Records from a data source
——
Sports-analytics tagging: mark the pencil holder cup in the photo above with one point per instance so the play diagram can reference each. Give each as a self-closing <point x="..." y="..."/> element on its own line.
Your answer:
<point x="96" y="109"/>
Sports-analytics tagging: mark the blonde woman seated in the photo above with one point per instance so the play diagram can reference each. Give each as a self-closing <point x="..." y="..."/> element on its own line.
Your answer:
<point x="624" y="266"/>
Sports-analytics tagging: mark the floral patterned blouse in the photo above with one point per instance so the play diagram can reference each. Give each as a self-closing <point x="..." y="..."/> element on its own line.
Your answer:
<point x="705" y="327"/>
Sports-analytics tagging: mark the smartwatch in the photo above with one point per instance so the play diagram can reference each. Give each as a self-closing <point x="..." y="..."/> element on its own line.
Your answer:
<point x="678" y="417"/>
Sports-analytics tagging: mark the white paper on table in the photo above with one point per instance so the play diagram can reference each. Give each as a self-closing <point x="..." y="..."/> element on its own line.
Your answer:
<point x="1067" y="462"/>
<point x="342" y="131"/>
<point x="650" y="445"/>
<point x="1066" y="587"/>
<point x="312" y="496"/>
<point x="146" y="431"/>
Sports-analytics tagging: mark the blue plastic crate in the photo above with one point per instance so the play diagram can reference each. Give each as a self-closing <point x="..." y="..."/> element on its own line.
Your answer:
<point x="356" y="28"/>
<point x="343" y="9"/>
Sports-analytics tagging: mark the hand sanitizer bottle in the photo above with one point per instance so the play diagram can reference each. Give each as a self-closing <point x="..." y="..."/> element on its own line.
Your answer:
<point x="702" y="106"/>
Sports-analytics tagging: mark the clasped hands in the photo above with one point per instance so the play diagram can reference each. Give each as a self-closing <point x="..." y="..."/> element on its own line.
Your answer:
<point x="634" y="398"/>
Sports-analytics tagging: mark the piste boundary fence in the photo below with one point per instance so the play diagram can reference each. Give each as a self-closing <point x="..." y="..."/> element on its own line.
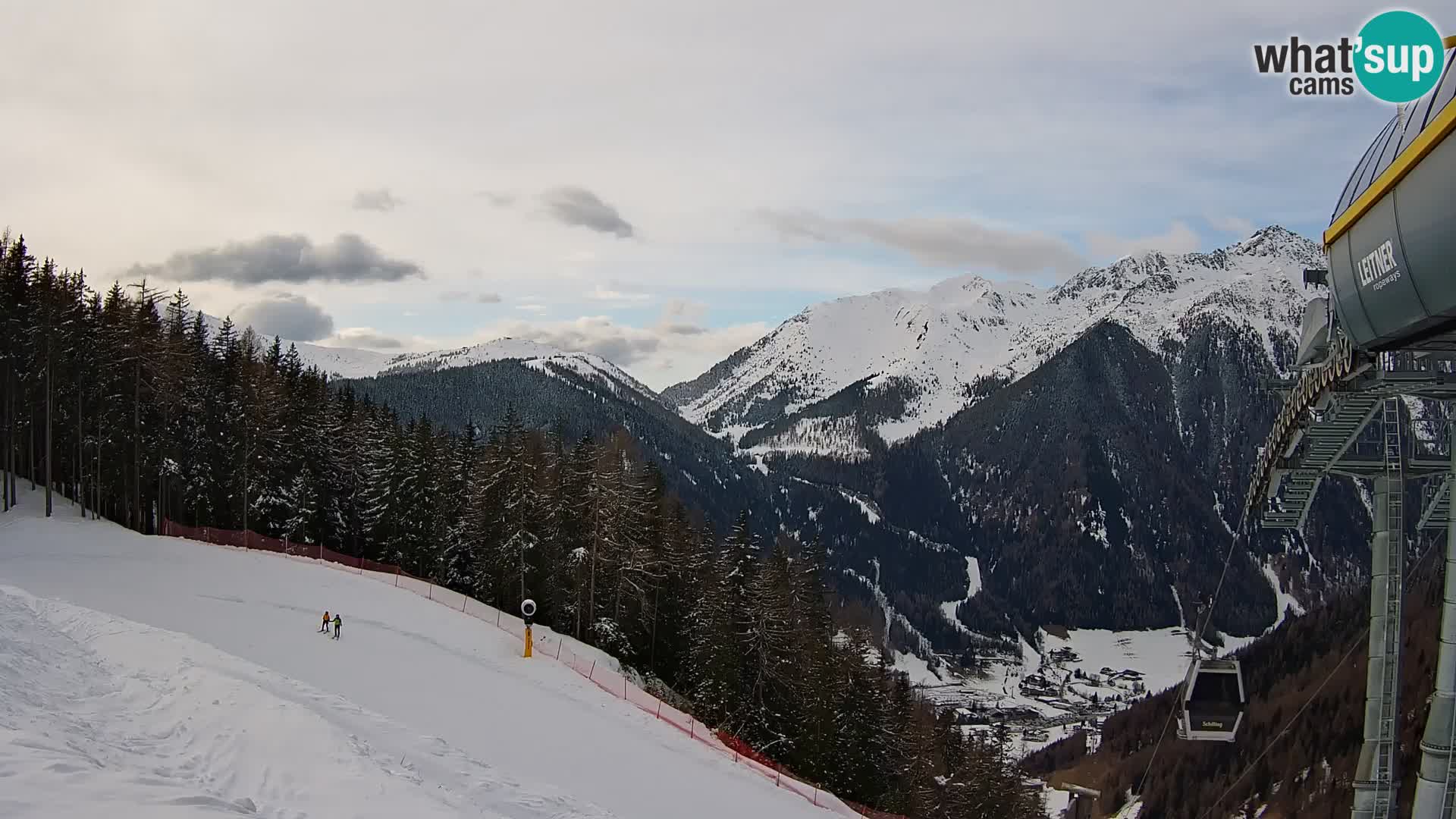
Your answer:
<point x="546" y="643"/>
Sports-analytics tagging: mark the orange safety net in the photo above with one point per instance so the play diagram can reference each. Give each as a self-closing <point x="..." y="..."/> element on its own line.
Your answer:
<point x="546" y="645"/>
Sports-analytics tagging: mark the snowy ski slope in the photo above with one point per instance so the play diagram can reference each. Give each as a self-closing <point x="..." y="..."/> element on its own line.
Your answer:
<point x="938" y="341"/>
<point x="172" y="678"/>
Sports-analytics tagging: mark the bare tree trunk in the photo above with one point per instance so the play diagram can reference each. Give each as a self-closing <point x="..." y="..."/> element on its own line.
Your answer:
<point x="80" y="447"/>
<point x="162" y="463"/>
<point x="245" y="475"/>
<point x="50" y="444"/>
<point x="96" y="474"/>
<point x="596" y="535"/>
<point x="31" y="465"/>
<point x="5" y="441"/>
<point x="136" y="449"/>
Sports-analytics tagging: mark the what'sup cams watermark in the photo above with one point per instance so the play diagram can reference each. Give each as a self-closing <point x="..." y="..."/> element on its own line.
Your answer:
<point x="1397" y="57"/>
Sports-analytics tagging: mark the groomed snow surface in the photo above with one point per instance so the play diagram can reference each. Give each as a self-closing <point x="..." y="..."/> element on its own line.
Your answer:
<point x="158" y="676"/>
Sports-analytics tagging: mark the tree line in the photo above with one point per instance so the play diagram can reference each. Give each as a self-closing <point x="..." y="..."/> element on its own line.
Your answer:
<point x="127" y="406"/>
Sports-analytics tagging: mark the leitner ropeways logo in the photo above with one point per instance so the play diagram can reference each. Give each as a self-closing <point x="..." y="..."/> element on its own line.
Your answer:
<point x="1397" y="57"/>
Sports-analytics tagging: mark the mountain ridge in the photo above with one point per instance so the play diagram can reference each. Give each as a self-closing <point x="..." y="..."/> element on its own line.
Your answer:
<point x="935" y="347"/>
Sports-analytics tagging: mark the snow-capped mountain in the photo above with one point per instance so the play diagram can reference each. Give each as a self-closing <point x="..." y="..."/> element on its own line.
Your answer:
<point x="353" y="363"/>
<point x="918" y="357"/>
<point x="530" y="353"/>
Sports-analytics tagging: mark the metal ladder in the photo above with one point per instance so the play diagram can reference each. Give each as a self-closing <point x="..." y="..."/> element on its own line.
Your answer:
<point x="1391" y="672"/>
<point x="1448" y="793"/>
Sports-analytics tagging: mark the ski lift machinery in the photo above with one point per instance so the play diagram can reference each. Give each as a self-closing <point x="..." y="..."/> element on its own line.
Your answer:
<point x="1212" y="698"/>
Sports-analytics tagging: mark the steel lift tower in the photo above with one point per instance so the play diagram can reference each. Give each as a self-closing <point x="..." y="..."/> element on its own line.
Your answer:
<point x="1385" y="331"/>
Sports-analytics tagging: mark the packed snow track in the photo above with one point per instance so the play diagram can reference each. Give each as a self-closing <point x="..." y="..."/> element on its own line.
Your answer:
<point x="168" y="678"/>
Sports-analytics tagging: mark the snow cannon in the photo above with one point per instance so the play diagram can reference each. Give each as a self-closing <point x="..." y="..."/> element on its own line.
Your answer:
<point x="1391" y="246"/>
<point x="528" y="613"/>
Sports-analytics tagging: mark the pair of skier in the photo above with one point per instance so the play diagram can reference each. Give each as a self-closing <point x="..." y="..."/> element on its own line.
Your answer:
<point x="338" y="623"/>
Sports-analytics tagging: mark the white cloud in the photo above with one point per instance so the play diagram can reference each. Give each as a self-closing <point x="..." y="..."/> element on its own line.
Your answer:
<point x="1177" y="240"/>
<point x="1232" y="224"/>
<point x="367" y="338"/>
<point x="670" y="350"/>
<point x="604" y="295"/>
<point x="943" y="242"/>
<point x="883" y="121"/>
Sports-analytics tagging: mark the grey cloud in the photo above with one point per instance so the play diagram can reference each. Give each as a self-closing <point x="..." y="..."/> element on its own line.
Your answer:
<point x="286" y="315"/>
<point x="294" y="260"/>
<point x="366" y="337"/>
<point x="468" y="297"/>
<point x="941" y="242"/>
<point x="682" y="316"/>
<point x="376" y="200"/>
<point x="498" y="199"/>
<point x="1177" y="240"/>
<point x="1232" y="224"/>
<point x="582" y="209"/>
<point x="615" y="343"/>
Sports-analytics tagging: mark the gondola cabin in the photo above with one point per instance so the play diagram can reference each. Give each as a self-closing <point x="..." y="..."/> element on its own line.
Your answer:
<point x="1213" y="701"/>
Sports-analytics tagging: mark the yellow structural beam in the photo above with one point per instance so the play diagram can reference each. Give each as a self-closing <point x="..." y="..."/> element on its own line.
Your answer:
<point x="1435" y="133"/>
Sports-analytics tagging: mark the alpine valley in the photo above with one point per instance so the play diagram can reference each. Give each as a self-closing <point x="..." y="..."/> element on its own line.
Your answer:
<point x="984" y="460"/>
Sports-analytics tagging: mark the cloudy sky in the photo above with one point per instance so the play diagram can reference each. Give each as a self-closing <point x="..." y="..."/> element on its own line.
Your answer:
<point x="660" y="183"/>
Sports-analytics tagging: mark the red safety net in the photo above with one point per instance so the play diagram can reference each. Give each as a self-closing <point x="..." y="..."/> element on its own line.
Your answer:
<point x="545" y="645"/>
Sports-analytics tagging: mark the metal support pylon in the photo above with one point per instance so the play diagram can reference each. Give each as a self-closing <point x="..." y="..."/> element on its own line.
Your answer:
<point x="1376" y="777"/>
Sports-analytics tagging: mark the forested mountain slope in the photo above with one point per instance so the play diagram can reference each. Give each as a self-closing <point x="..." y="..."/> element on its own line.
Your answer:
<point x="1318" y="664"/>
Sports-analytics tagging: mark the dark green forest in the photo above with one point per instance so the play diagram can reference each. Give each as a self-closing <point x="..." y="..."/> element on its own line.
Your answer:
<point x="124" y="406"/>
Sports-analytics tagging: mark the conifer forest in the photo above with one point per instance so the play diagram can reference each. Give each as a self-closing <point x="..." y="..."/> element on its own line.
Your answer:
——
• [Exercise requirements]:
Please report how many lines of the entries above include "tree". Only the number is wanted.

• [Solution to the exercise]:
2